▶ _The input_
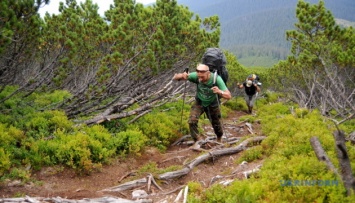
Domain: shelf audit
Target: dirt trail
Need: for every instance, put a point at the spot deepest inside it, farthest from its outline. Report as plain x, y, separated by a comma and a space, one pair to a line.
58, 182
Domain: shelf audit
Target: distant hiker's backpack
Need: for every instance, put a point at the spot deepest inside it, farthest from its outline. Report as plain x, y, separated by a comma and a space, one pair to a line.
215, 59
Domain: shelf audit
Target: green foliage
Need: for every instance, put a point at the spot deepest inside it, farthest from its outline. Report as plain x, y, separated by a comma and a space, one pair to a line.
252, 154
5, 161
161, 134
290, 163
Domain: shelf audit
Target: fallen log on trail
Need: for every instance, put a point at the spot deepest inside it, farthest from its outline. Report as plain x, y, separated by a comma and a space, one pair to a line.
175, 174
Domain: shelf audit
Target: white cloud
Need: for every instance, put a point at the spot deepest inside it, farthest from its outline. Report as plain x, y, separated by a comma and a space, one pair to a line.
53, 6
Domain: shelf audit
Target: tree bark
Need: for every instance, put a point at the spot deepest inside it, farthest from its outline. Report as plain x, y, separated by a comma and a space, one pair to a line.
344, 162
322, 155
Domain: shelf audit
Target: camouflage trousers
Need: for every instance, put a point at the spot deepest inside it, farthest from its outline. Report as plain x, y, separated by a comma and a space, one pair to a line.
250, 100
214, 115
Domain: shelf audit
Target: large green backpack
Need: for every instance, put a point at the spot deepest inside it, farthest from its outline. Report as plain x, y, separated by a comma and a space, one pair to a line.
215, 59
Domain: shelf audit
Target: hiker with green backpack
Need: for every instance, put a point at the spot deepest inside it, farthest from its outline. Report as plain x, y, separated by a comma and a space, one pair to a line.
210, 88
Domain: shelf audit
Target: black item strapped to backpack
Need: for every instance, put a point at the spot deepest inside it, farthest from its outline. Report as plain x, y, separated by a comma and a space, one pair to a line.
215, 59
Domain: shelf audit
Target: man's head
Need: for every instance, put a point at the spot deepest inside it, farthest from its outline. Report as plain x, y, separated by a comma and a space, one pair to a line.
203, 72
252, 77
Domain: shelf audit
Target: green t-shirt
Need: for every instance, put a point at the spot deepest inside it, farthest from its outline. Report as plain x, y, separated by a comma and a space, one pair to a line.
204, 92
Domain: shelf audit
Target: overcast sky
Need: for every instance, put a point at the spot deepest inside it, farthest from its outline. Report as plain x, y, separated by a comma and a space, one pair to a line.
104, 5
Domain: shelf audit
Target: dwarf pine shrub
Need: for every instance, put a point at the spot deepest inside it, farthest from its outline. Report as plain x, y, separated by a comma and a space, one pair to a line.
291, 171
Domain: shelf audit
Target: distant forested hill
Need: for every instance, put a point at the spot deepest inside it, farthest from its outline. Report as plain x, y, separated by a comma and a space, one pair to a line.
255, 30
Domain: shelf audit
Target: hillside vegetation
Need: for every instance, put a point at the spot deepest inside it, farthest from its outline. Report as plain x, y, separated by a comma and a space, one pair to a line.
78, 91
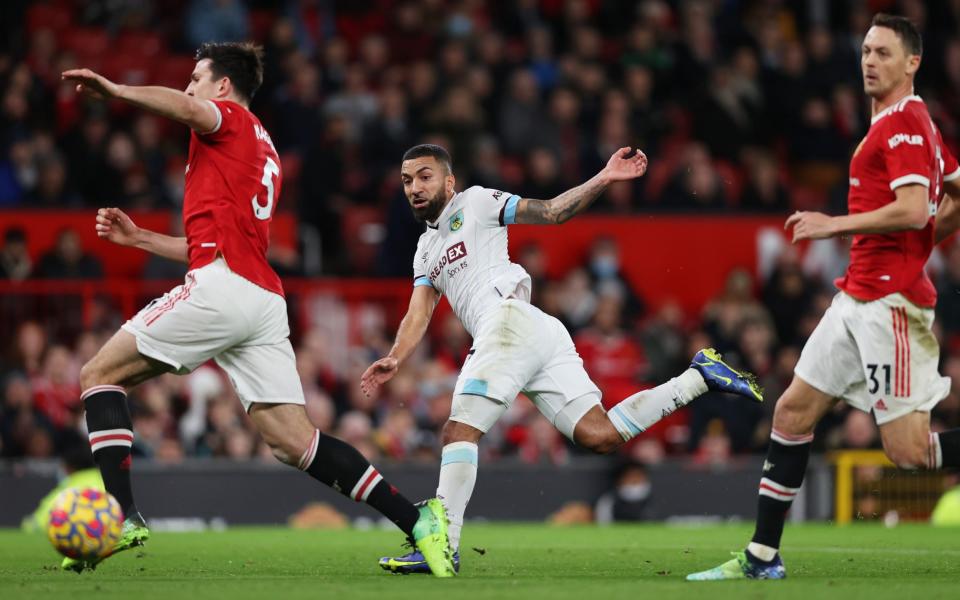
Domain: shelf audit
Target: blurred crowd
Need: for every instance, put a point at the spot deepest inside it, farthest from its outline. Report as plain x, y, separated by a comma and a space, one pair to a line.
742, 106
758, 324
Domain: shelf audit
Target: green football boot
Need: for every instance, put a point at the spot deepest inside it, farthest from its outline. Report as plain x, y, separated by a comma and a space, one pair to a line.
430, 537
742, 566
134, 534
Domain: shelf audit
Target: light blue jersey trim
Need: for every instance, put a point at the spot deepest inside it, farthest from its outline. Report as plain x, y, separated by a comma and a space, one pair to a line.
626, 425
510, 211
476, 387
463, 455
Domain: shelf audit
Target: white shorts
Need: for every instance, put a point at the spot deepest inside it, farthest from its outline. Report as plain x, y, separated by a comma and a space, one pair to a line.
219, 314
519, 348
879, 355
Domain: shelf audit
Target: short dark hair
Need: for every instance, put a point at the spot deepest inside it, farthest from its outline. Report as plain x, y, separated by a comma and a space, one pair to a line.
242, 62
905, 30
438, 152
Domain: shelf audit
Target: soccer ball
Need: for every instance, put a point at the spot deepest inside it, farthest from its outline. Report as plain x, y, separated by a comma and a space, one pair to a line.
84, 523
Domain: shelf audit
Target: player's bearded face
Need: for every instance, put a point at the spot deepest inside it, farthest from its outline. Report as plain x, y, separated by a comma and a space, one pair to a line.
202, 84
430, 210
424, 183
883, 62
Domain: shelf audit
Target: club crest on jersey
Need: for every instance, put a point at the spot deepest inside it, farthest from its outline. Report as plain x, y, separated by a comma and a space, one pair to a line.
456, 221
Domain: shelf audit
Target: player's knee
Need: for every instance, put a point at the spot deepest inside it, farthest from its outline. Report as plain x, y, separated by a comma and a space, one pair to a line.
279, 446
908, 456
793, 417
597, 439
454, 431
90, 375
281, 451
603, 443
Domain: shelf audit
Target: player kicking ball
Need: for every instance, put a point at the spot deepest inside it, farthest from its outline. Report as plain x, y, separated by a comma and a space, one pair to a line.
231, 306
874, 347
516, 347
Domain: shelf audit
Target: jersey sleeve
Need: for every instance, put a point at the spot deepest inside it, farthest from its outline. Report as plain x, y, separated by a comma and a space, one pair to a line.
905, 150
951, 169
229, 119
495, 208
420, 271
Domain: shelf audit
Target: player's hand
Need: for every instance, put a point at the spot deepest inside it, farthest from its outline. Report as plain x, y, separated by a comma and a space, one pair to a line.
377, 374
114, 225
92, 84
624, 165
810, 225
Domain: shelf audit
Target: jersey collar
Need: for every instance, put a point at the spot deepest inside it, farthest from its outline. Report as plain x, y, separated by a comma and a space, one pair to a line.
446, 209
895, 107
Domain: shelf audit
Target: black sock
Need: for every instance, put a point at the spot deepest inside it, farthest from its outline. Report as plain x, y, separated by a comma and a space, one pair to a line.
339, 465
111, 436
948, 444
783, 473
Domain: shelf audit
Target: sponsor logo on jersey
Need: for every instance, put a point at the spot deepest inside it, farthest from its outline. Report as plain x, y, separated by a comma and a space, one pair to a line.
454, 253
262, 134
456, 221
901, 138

▶ _Short exercise_
Every record above must be given again exactly; drop the pictures.

▶ _Task output_
Domain: shelf audit
Target: dirt trail
Need: for every instance, put a point at the spot deepest inside it, farthest from its outline. Report as plain x, y, separated by a comma and a space, one pair to a line.
58, 182
Domain: shelf audit
Target: distant hiker's backpack
Need: for every instance, put a point at the spot deepest inside it, farthest from its outline. Report as plain x, y, separated by a comma and a space, one pair to a line.
215, 59
Domain: shelf audit
Target: green foliage
Need: for every instance, put a point at the spot deepest inside it, farthest from its outline. Report as plain x, y, separated by a comma and a space, one pair to a line.
252, 154
5, 161
161, 134
290, 163
Domain: shelf audit
Target: fallen log on trail
Need: for every instance, put a point at the spot deepest inside it, farthest from its outline. Report as plain x, y, separated by a comma and a space, one pair to a line.
175, 174
Domain: shelf audit
Target: white cloud
Need: for every instance, put a point at the spot deepest inside it, farthest from its outline. Report as plain x, y, separated by a comma and a space, one pair to a line.
53, 6
Domain: shelf audit
Target: tree bark
Need: for every instance, put a point at the spot deepest inside it, farthest from its outline. Report as plain x, y, separated by a comma and a space, one pair to a line.
344, 162
322, 155
Domain: shelf audit
Target: camouflage trousers
Need: for every instance, put a point at the spot deepest inside it, farthest from its outline. Report as plain x, y, separated by a comma and a space, one pair to a line.
250, 100
214, 115
Domain: shelf audit
Target: large green backpack
Need: for every instance, put a point at the spot deepest inside it, farthest from its outline. Report as plain x, y, separated by a comma and a space, one pair to a line.
215, 59
Domain: shelf audit
Target: hiker with green backpack
Need: for every instance, put a point at the spot deepest inside it, farthest from its outline. Report as plain x, y, separated by a comma and a space, one pair to a line.
210, 88
Domain: shelf audit
Target: black item strapped to backpack
Need: for every instance, put a point at the spot deepest inside it, farthest from its outline. Report as plain x, y, separated by a comma and a space, one pair to a line.
215, 59
Domain: shelf audit
Target: man's head
Need: for every instance, put a point at the spot deepest inside it, farthest from its outline. Report as plain x, y, separated by a comma and a space, one pair to a line.
203, 72
252, 77
Domain: shelf audit
Target: green t-shirt
Need: for every instance, put a point at the spot deepest inside it, farthest from its outline. Report as plain x, y, separated by a comma and a space, one pair to a line.
204, 92
Domain: shelf audit
Target: overcast sky
Need: for every instance, put a point at the spot deepest inside it, farthest from its outline. Report as plain x, y, separated by a comma and a space, one pair to a line.
104, 5
Domain: shelf audit
Target: dwarf pine shrub
Need: for every instance, put a point at the spot deepest inside it, farthest from its outline. Report as plain x, y, separated by a comma and a space, one pair to a line.
291, 171
Domain: shelf audit
Target: distant forested hill
Need: for every instance, put a point at the spot deepest inside it, farthest from its outline. Report as plain x, y, separated by a comma and a space, one pair to a line.
255, 30
Domain: shelf audit
Target: hillside vegetation
Need: for every instance, put a point at the spot deepest inside it, farthest from its outline. Report as plain x, y, separated by a comma and a space, one pair to a line.
78, 91
Domain: shelf audit
Target: blurred crowd
Need: for every instance, put a point at the spot deepest inside it, farthest from its outline. Report as plain x, y, separated by a comma and a space, one pair to a line.
742, 106
758, 324
Domain: shelf audit
Target: green football boot
Need: for every instance, put a point at the spot deepest inside it, farthest from its outline. Report as plain x, y, separated by a comma and a space, one pair to a line.
430, 537
742, 566
134, 534
Domain: shelf audit
Target: light blue jersey trim
Need: for every instance, put a point at the spot deepest inside it, farthest from its outline. Report as plain x, y, separated by a comma and a space, one pair to a line.
626, 425
510, 211
476, 387
463, 455
Domain: shelf audit
Target: white shorts
Need: for every instance, put a point at the spot deepest inside it, farthest from its outline. Report as plain x, y, separated by a comma and a space, one pair to a line.
219, 314
519, 348
879, 355
Domain: shelf audit
Target: short dark hair
Need: for every instance, put a point at the spot deepest inside it, farthest from its outline. Report as plain x, y, separated by a comma and a space, one pair to a line.
242, 62
905, 30
438, 152
Domain: shelf audit
Target: soccer ball
Need: for every instance, put a point at the spot deepest inside it, farthest from its outline. Report as plain x, y, separated by a comma and a space, one pair to a line.
84, 523
Domain: shelf audit
Target: player's bearded face
Need: for every instance, put a point at the spot deepest inside it, farthest from its outline. Report as plain x, y, separated by a comma and a space, one pair to a line.
202, 84
430, 210
424, 183
883, 62
Domain: shelf audit
Target: club crest on jersey
Need: for every instance, put a point at the spot deepest inside it, farthest from its outline. Report as plain x, y, separated by a comma and a space, one pair to a line.
456, 221
Domain: shelf audit
Target: player's knee
Need: for every instance, put a point at the spot deepest inside it, farthest from its outline. Report as plain x, y, separated by a comma and a space, one pair to a line.
279, 446
908, 456
793, 417
597, 439
454, 431
90, 375
281, 451
603, 443
Domain: shelf audit
Target: player kicking ball
Need: for every instance, put a point at the spot deepest inside it, farthest from its outline. Report as plain x, y, separated by a comma and a space, one pair to a line.
231, 306
874, 347
516, 347
Domain: shelf audit
Target: jersey sleeve
Need: for every instance, put a point at the spot deepest inside it, farthest from its outline. Report as plain x, y, separated by a comma and a space, one pair to a line.
905, 150
951, 169
229, 119
495, 208
420, 271
Domain: shelf audit
Target: player's hand
Need: for every instance, put a point at the spot deepest inside it, farthest from its outline. Report as plain x, y, separated by a comma and a space, one pair to a line.
377, 374
114, 225
92, 84
624, 165
810, 225
Domain: shelf audit
Target: jersey collar
Need: for every instance, put a point at the spot deepest inside it, farthest from its outline. Report as plain x, y, separated by a comma and a space, one pair to a line.
446, 209
895, 107
Domain: shelf audit
Target: black sock
Need: for every instance, put a point at the spot deepest inside it, farthest from its outline. Report as plain x, y, separated by a comma and a space, one pair to a line.
339, 465
111, 436
948, 444
783, 473
Domain: shelf audit
Target: sponsor logo on jersey
Need: for every instance, put a point at the spot deepest inside it, farthest from its outline. Report as plain x, y, separated by a comma and a space, one pair to a line.
454, 253
262, 134
456, 221
901, 138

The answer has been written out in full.